Objective: Render the records from the line with "In the photo above, where can the face" to the line with "In the photo above, where can the sky", both included, as a Markdown table with the columns Row and Line. Number each row and leave out blank lines.

Source data:

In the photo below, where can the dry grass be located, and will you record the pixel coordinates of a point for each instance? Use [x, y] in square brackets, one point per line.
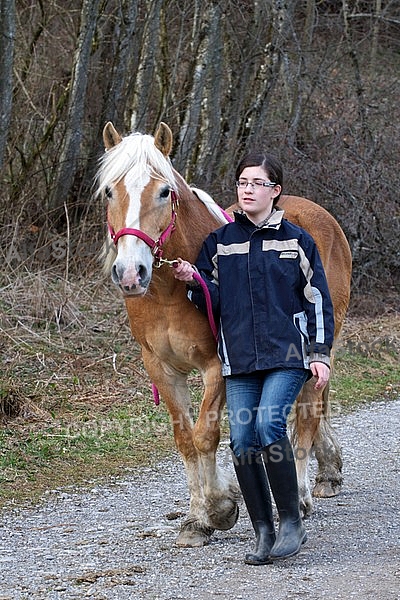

--

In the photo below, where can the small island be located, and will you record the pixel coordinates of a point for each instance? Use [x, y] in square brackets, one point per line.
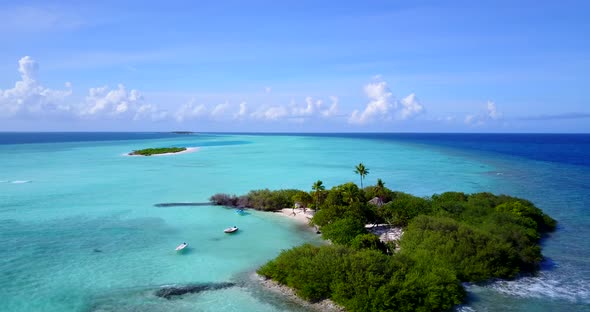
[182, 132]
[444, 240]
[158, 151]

--

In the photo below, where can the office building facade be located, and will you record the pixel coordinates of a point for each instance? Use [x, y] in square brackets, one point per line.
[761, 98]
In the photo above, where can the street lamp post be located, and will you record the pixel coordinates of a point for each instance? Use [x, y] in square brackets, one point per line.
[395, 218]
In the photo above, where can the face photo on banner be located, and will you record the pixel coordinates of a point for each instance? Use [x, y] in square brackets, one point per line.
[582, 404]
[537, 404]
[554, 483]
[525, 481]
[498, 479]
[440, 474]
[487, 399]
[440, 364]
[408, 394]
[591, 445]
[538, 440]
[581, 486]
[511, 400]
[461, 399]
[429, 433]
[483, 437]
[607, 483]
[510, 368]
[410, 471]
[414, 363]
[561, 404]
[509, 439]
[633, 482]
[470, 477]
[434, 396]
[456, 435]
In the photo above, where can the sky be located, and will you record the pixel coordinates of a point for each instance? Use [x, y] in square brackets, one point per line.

Complete output:
| Row | Line |
|---|---|
| 1 | In the photo above, where can the face photo on banner be located, and will you record the pixel coordinates of a point for each instance? Use [x, y] in square brackets, one point per line. |
| 2 | [582, 404] |
| 3 | [537, 404] |
| 4 | [554, 483] |
| 5 | [525, 481] |
| 6 | [498, 479] |
| 7 | [440, 474] |
| 8 | [487, 399] |
| 9 | [440, 364] |
| 10 | [408, 394] |
| 11 | [591, 445] |
| 12 | [538, 440] |
| 13 | [581, 486] |
| 14 | [511, 400] |
| 15 | [461, 399] |
| 16 | [429, 433] |
| 17 | [483, 437] |
| 18 | [607, 483] |
| 19 | [510, 368] |
| 20 | [410, 471] |
| 21 | [414, 363] |
| 22 | [561, 404] |
| 23 | [509, 439] |
| 24 | [633, 482] |
| 25 | [470, 477] |
| 26 | [434, 396] |
| 27 | [456, 435] |
| 28 | In the photo above, where can the sky be located, and will you record the pixel coordinates of a point for each instance? Use [x, y] in square brackets, one point per line. |